Tasks to carry out:
[1] Check the frozen food article and decide for each statement whether it agrees with the article. Answer yes or no and quote the deciding words. (a) The British Frozen Food Federation was formed in 1948. (b) Premium frozen products such as fish and ice cream have driven the category's growth. (c) Products that replicate the taste of real meat make up 82 percent of plant-based frozen food sales.
[2] Pick up the frozen food article after its last sentence and continue it.

Reading passage:
Britain Experiencing A Frozen Food Renaissance

Britain is experiencing a frozen food renaissance despite enormous pressure on the frozen supply chain.

Since the British Frozen Food Federation (BFFF) was formed in 1948, frozen food has come a long way and is now a staple of the weekly shop for households across the United Kingdom (UK). The category is performing well, despite the frozen food industry facing a series of challenges, including the COVID-19 pandemic, the war in Ukraine, Brexit and inflation.

Recent Kantar data has exemplified the frozen food industry’s strength, as in the 12 weeks to the 11th of June, volume sales of frozen food grew by 7,559,000 tonnes compared to the same period last year. The value of retail frozen food sales also increased, up 19.9 percent (£326,501,000). The frozen sector is outperforming fresh and chilled, with the latter’s volume sales down 3.3 percent, as consumers pick up frozen products to help stretch their budgets through the cost-of-living crisis. In February 2023, Which?, the UK’s leading consumer research and rights advocate, captured the prices of own-brand fresh and frozen products across eight popular food categories from nine large UK retailers. The comparative prices showed that consumers could achieve savings of up to 86 percent when comparing fresh and frozen products.

Frozen, premium products, such as fish, ice cream and confectionery, have decreased volume sales more than other products. This may not be surprising as shoppers have become more budget-conscious within the current economic climate. Savoury food, vegetables, pizzas, potato products, and ready meals have driven category growth.

As the COVID-19 pandemic accelerated the growth of remote and hybrid working, people are spending more time at home, allowing frozen to be a choice for the lunchtime meal occasion.

“There’s been 19 percent growth of lunchtime occasions featuring frozen food in the past two years,” said Birds Eye marketing director, Jim Shearer.


Plant-based frozen food is an excitingly innovative category, growing as more consumers look to the freezer for vegetarian and vegan options. Products that replicate the taste of real meat account for 82 percent of sales, while the remaining 18 percent comprises conventional veg-focussed products. The brand, Unconventional Taste, won the Gold Award at the BFFF’s British Frozen Food Awards 2023 in the Best New Meat-Free Product category for its Unconventional Plant-Based Burger.

Material provided:
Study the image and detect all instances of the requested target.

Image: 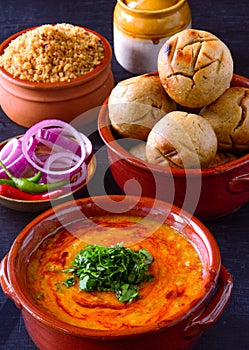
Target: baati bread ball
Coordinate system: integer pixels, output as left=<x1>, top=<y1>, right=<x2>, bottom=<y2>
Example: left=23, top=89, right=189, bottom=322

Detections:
left=108, top=73, right=176, bottom=140
left=209, top=152, right=238, bottom=168
left=200, top=87, right=249, bottom=153
left=129, top=141, right=147, bottom=162
left=158, top=29, right=233, bottom=108
left=146, top=111, right=217, bottom=168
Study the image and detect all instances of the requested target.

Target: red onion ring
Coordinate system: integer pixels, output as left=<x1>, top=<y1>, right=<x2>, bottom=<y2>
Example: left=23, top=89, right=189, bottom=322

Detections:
left=0, top=138, right=29, bottom=179
left=22, top=119, right=87, bottom=177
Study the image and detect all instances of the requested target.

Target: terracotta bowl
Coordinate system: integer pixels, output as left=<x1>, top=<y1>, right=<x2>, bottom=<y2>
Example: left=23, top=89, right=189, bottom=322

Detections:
left=0, top=195, right=233, bottom=350
left=98, top=75, right=249, bottom=219
left=0, top=28, right=114, bottom=127
left=0, top=135, right=96, bottom=212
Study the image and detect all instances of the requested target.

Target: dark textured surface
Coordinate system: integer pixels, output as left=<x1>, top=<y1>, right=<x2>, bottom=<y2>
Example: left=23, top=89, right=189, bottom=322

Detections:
left=0, top=0, right=249, bottom=350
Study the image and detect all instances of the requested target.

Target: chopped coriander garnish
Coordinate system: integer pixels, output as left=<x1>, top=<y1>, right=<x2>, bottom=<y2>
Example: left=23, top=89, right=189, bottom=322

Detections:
left=62, top=244, right=154, bottom=303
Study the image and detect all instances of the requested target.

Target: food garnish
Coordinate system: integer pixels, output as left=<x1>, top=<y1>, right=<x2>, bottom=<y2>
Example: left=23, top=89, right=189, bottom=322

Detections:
left=62, top=244, right=154, bottom=303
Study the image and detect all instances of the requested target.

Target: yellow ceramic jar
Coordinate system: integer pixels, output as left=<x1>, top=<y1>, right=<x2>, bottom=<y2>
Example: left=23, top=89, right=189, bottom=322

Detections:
left=113, top=0, right=191, bottom=74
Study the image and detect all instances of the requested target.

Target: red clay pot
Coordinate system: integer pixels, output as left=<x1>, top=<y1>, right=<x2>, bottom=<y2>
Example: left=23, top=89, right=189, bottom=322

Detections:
left=98, top=75, right=249, bottom=219
left=0, top=28, right=114, bottom=127
left=0, top=196, right=233, bottom=350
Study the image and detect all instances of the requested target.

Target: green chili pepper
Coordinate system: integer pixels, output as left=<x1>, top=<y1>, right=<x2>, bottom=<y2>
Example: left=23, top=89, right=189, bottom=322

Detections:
left=0, top=160, right=68, bottom=193
left=0, top=171, right=42, bottom=187
left=0, top=179, right=15, bottom=187
left=27, top=171, right=41, bottom=182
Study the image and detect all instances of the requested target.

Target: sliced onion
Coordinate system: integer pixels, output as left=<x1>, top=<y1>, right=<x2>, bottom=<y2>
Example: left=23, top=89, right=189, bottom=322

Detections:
left=42, top=152, right=87, bottom=191
left=22, top=119, right=87, bottom=178
left=0, top=138, right=29, bottom=178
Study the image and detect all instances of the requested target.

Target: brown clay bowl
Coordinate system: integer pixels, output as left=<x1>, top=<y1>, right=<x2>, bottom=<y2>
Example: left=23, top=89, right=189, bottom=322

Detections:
left=0, top=195, right=233, bottom=350
left=0, top=135, right=96, bottom=212
left=0, top=28, right=114, bottom=127
left=98, top=75, right=249, bottom=219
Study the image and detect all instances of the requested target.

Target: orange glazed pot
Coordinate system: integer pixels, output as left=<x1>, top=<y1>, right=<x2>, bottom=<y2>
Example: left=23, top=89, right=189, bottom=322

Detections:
left=0, top=28, right=114, bottom=127
left=0, top=195, right=233, bottom=350
left=98, top=73, right=249, bottom=219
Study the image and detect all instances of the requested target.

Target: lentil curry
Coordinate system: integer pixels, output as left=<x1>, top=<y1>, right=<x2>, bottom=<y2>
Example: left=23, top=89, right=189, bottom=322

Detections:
left=26, top=214, right=205, bottom=331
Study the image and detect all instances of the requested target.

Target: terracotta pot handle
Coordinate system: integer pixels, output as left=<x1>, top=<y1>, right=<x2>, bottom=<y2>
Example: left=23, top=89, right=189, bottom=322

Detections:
left=228, top=173, right=249, bottom=193
left=183, top=266, right=233, bottom=339
left=0, top=254, right=22, bottom=309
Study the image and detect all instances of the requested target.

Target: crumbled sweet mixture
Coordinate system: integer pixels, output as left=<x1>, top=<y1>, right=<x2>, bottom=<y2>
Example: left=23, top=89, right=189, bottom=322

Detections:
left=0, top=23, right=105, bottom=83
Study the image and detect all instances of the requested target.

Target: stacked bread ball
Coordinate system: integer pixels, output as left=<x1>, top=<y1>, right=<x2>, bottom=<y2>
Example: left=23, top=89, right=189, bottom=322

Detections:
left=108, top=29, right=249, bottom=168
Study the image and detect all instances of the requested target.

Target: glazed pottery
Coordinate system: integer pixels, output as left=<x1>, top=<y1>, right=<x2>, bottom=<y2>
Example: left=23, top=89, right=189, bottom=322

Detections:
left=113, top=0, right=192, bottom=74
left=0, top=195, right=233, bottom=350
left=98, top=74, right=249, bottom=219
left=0, top=28, right=114, bottom=127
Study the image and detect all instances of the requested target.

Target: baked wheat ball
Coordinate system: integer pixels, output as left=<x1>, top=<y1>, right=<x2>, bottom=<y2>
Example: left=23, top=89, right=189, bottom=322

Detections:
left=200, top=87, right=249, bottom=154
left=146, top=111, right=217, bottom=168
left=158, top=29, right=233, bottom=108
left=129, top=141, right=147, bottom=162
left=108, top=73, right=176, bottom=140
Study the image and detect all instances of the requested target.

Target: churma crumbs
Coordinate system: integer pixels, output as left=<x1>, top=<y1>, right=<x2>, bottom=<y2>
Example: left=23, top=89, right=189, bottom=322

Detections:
left=0, top=23, right=105, bottom=83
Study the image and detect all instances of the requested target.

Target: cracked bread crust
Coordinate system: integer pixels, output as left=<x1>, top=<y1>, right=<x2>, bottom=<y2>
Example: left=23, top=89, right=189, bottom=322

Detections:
left=146, top=111, right=217, bottom=169
left=200, top=87, right=249, bottom=153
left=108, top=73, right=177, bottom=140
left=158, top=29, right=233, bottom=108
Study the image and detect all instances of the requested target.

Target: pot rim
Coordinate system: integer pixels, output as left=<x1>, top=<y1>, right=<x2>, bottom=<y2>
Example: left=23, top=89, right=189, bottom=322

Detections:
left=4, top=195, right=221, bottom=339
left=0, top=25, right=112, bottom=90
left=98, top=72, right=249, bottom=178
left=117, top=0, right=187, bottom=18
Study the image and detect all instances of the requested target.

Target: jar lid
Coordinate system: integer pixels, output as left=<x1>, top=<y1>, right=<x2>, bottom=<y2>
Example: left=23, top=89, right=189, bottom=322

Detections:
left=124, top=0, right=178, bottom=11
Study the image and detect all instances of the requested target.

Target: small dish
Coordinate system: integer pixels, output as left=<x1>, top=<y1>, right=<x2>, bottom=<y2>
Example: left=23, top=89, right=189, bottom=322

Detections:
left=0, top=135, right=96, bottom=212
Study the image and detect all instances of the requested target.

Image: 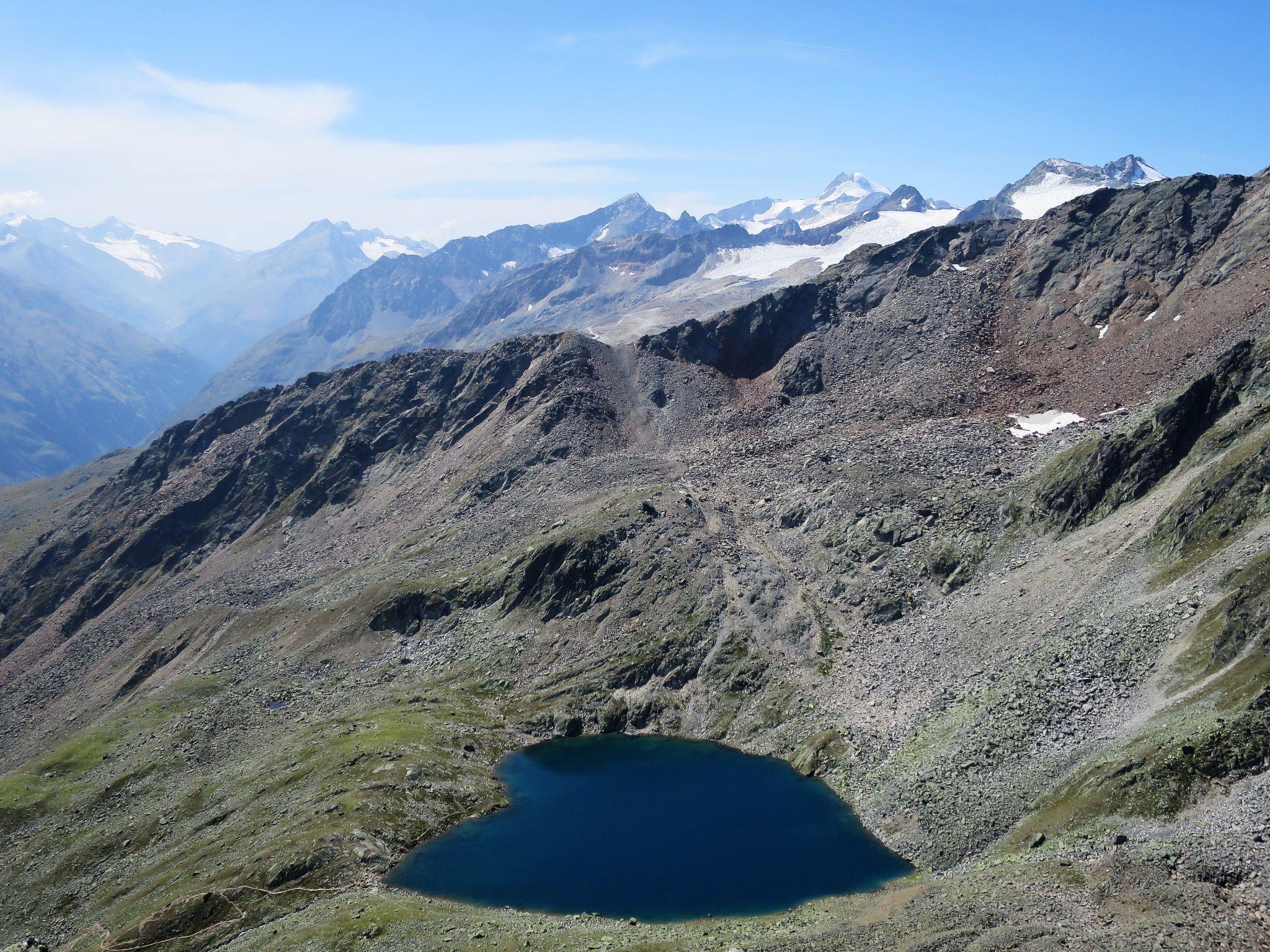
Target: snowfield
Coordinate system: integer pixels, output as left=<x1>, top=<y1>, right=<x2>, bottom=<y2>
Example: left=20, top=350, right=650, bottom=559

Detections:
left=703, top=208, right=957, bottom=281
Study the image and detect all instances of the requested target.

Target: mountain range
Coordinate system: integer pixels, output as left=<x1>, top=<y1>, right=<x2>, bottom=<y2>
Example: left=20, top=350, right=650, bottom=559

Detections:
left=0, top=169, right=1270, bottom=952
left=0, top=209, right=433, bottom=367
left=0, top=156, right=1158, bottom=478
left=177, top=156, right=1158, bottom=416
left=0, top=273, right=208, bottom=485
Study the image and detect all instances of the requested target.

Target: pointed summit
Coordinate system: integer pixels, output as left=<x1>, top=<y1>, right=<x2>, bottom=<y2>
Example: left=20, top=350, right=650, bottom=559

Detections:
left=956, top=154, right=1165, bottom=222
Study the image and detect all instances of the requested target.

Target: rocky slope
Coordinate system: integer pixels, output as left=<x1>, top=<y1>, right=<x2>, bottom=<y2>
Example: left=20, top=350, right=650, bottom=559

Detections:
left=0, top=274, right=207, bottom=485
left=0, top=173, right=1270, bottom=950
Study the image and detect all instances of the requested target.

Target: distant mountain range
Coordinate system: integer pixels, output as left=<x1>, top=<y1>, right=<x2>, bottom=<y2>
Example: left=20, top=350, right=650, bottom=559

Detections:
left=0, top=155, right=1162, bottom=485
left=0, top=274, right=208, bottom=485
left=956, top=155, right=1165, bottom=222
left=0, top=216, right=434, bottom=367
left=177, top=156, right=1160, bottom=418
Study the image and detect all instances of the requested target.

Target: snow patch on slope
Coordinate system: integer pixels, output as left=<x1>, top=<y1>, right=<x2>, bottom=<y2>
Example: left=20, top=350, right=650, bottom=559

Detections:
left=360, top=235, right=419, bottom=262
left=1010, top=410, right=1085, bottom=439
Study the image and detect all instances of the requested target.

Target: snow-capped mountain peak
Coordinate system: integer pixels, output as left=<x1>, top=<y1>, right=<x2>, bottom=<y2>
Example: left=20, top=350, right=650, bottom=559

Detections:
left=815, top=171, right=890, bottom=205
left=73, top=218, right=210, bottom=281
left=701, top=171, right=890, bottom=234
left=957, top=155, right=1165, bottom=221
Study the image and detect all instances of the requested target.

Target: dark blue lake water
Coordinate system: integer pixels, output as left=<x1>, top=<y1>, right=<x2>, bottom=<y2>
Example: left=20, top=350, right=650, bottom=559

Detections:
left=389, top=734, right=910, bottom=922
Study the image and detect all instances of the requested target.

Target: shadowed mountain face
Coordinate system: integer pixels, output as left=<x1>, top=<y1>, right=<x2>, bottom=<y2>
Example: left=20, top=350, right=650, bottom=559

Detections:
left=0, top=274, right=207, bottom=485
left=0, top=167, right=1270, bottom=950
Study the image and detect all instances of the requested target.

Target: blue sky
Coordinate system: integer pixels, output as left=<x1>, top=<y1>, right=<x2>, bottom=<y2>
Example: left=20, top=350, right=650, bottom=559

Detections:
left=0, top=0, right=1270, bottom=247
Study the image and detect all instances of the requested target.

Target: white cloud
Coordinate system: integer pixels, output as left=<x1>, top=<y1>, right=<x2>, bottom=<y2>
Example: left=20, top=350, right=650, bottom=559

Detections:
left=0, top=64, right=642, bottom=247
left=635, top=43, right=688, bottom=69
left=137, top=62, right=353, bottom=130
left=0, top=189, right=45, bottom=212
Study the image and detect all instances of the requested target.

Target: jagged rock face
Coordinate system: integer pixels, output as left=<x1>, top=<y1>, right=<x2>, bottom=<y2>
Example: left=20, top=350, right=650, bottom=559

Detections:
left=0, top=338, right=616, bottom=654
left=0, top=170, right=1270, bottom=948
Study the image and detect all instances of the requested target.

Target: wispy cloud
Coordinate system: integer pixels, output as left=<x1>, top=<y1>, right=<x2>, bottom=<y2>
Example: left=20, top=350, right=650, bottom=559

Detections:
left=137, top=62, right=353, bottom=130
left=0, top=63, right=646, bottom=246
left=544, top=27, right=852, bottom=69
left=0, top=189, right=45, bottom=212
left=634, top=43, right=690, bottom=69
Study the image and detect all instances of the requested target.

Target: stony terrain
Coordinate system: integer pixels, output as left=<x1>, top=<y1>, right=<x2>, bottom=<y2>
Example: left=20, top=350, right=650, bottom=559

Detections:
left=0, top=173, right=1270, bottom=952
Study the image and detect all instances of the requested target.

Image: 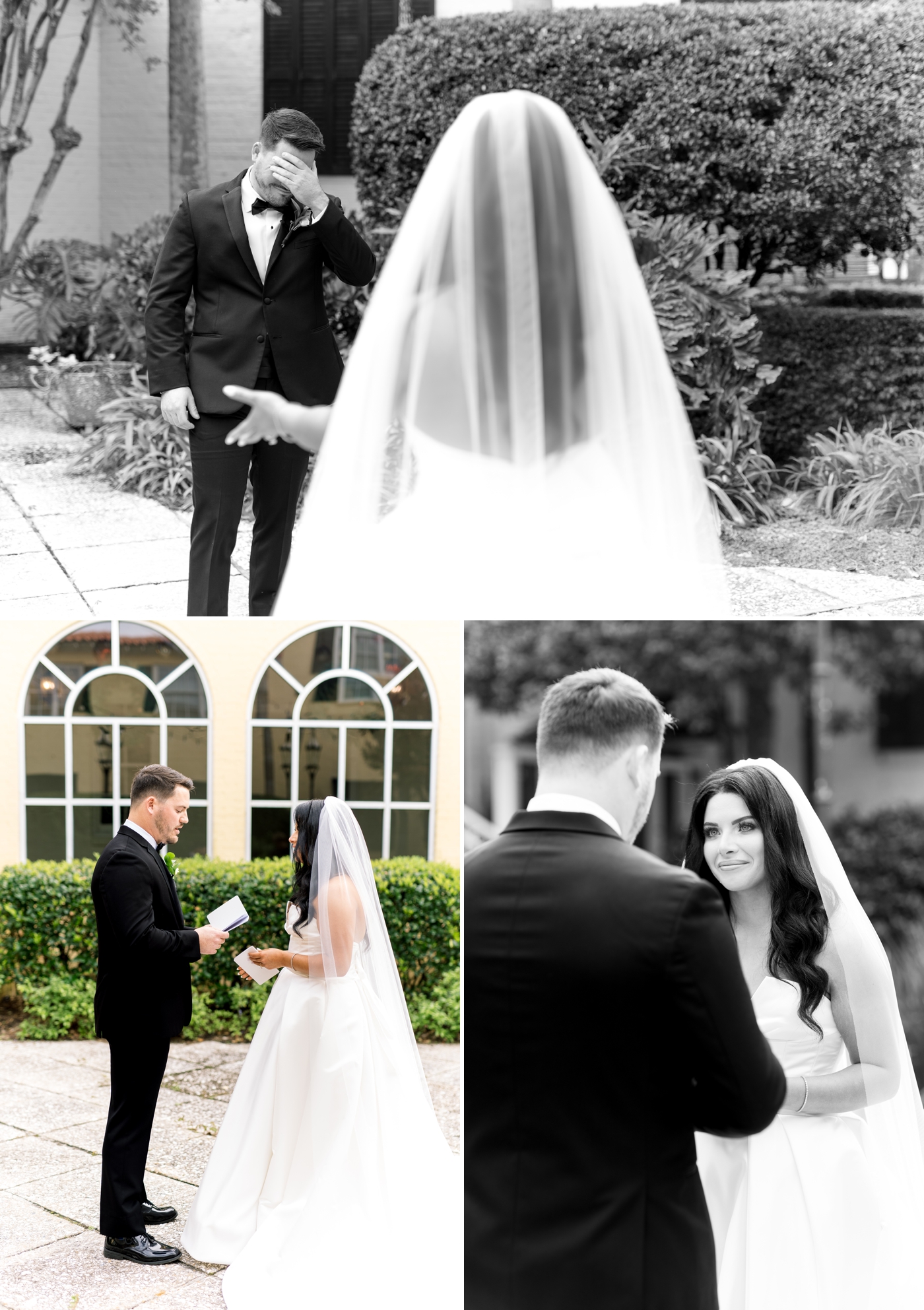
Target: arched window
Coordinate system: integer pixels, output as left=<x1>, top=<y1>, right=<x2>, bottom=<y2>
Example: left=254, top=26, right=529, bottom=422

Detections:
left=249, top=624, right=436, bottom=859
left=21, top=620, right=210, bottom=859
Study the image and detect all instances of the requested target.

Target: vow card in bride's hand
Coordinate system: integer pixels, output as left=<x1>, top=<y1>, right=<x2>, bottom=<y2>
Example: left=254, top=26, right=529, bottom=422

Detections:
left=206, top=896, right=250, bottom=933
left=234, top=946, right=279, bottom=984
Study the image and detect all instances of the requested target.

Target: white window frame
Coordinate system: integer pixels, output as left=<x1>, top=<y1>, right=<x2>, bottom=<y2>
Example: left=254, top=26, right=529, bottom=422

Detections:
left=20, top=617, right=214, bottom=861
left=245, top=620, right=439, bottom=859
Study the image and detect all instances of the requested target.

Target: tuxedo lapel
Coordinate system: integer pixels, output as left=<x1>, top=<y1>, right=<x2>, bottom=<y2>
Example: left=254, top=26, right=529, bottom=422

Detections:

Responses by item number:
[1]
(a) Yes: "Since the British Frozen Food Federation (BFFF) was formed in 1948"
(b) No: "Frozen, premium products, such as fish, ice cream and confectionery, have decreased volume sales more than other products."
(c) Yes: "Products that replicate the taste of real meat account for 82 percent of sales"

[2]
More shoppers are buying into frozen, such as seafood, and there is an expectation of further innovation and variety in premium frozen products as consumers swap eating out for eating at home to save money. Princes debuted in frozen with their trio of frozen marinated kebabs made from 100 percent chicken breast. Unlike the crowded market of breaded and battered products, Princes offers a natural, healthy, premium frozen product. Rupert Ashby, chief executive of the BFFF, said the innovation across frozen was impressive and encouraging.


Rupert Ashby BFFF CEO

“Especially considering the important role the sector has to play as we look towards a future of increased value for the consumer,” stated Ashby.

BFFF members are facing a range of challenges. Most notably, rising ingredients and labour costs continue to drive food inflation. Energy prices remain high by historical standards, which has impacted this energy-intensive industry. When you add to this the ongoing issues around importing and exporting goods to and from the EU, the challenges facing the frozen food sector are immense.

Throughout this period of economic uncertainty and industry challenges, frozen food will continue to be a much sought-after category. When looking to the future, the frozen aisle will continue to provide value for money for budget-conscious shoppers, exciting innovation and a wider variety of plant-based and premium offerings. Frozen food will continue to become popular among a broader consumer base.